#### Records to use:

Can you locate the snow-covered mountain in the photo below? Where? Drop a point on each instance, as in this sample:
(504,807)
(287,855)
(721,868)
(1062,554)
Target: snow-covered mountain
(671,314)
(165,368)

...

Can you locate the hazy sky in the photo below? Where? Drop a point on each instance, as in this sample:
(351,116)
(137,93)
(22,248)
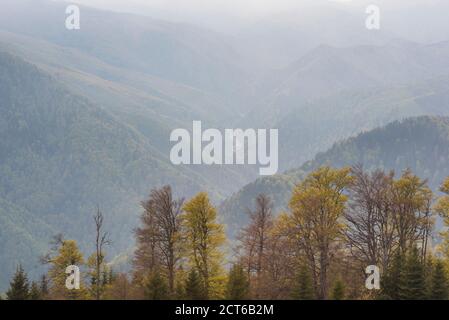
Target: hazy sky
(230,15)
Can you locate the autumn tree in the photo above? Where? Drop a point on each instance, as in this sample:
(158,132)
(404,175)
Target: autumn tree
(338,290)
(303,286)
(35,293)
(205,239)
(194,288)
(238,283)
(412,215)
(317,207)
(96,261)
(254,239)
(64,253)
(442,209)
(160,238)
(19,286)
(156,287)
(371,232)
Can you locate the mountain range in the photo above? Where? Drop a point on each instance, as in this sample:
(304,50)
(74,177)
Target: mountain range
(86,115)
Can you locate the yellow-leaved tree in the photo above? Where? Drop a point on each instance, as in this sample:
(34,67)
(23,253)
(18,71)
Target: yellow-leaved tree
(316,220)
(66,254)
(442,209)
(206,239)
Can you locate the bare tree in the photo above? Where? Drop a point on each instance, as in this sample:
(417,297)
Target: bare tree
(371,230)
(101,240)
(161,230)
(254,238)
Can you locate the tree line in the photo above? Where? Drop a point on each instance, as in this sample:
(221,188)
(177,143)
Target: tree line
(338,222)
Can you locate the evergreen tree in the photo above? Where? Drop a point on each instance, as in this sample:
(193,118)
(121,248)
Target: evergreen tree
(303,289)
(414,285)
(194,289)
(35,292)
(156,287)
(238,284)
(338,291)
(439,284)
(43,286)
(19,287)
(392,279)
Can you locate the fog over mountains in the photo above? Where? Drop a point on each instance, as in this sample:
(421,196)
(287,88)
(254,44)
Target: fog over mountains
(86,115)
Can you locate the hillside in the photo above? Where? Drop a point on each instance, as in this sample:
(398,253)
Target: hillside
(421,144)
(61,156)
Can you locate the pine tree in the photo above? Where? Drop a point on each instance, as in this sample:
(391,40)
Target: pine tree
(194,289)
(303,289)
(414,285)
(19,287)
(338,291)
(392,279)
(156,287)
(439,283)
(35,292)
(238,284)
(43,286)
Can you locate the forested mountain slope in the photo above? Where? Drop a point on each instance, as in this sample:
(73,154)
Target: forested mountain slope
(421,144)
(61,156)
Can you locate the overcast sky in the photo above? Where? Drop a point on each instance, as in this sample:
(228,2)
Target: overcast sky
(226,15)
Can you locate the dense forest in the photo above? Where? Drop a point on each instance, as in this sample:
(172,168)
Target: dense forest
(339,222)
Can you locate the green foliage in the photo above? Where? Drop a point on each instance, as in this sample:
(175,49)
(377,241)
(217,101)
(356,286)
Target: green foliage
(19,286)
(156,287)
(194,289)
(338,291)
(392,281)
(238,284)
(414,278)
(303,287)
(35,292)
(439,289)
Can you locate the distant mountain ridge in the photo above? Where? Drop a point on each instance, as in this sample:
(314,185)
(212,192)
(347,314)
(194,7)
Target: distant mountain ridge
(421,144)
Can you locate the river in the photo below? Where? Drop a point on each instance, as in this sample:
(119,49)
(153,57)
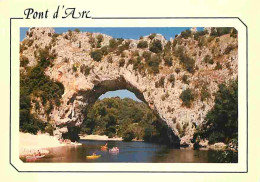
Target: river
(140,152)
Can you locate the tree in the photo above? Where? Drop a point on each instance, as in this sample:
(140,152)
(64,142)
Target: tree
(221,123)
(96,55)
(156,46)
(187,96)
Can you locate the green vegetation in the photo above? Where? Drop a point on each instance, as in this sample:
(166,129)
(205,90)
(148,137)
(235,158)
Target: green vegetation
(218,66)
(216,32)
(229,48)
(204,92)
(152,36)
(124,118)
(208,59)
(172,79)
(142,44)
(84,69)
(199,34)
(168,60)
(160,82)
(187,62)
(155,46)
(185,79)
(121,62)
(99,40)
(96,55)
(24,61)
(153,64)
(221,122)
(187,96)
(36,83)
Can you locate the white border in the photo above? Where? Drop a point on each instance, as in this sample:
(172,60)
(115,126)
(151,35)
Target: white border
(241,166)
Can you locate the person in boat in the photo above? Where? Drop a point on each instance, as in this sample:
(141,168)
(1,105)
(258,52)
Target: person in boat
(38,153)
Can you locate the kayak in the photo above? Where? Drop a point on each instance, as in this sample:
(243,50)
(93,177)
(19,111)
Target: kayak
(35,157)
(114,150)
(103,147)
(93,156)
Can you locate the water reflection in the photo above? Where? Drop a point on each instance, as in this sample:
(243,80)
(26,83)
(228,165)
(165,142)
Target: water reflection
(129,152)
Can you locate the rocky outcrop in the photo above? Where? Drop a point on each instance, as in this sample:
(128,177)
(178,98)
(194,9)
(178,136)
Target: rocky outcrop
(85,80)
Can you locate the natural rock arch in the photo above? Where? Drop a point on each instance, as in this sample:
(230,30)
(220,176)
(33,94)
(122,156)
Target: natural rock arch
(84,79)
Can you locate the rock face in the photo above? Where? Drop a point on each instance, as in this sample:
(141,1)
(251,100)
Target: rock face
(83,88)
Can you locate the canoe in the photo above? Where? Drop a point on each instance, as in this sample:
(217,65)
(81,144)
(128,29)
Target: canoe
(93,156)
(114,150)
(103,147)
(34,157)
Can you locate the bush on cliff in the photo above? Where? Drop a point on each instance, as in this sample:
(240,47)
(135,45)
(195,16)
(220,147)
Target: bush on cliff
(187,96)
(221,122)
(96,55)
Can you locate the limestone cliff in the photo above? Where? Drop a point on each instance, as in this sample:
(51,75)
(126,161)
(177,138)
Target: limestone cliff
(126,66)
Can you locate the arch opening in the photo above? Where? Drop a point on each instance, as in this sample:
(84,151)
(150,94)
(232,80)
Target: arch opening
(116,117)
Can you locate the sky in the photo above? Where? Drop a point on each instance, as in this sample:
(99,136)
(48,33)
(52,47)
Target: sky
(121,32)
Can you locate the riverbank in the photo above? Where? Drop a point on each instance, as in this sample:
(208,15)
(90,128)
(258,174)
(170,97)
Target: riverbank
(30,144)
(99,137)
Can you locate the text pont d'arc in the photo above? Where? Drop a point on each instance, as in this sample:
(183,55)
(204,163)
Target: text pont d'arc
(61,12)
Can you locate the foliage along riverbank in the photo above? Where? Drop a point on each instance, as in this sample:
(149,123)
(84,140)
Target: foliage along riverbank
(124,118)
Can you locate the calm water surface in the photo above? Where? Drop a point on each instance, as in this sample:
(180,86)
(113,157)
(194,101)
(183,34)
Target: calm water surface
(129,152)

#### Exercise goal:
Output, from the data above, the lines from the line with "Target: autumn tree" to the line with "Can you locate the yellow-leaved" exactly as they stand, both ends included and nothing else.

#### Written solution:
Target: autumn tree
(338,290)
(303,286)
(35,293)
(205,239)
(194,288)
(238,283)
(412,215)
(317,207)
(96,261)
(254,239)
(64,253)
(442,209)
(160,238)
(19,286)
(156,287)
(371,232)
Can you locate the mountain range in the photo above? Where? Drop a point on each instance, as in this sample:
(304,50)
(74,177)
Target: mountain range
(86,115)
Can you locate the yellow-leaved tree in the photo above? Where? Drop a point on each instance, as in this sample:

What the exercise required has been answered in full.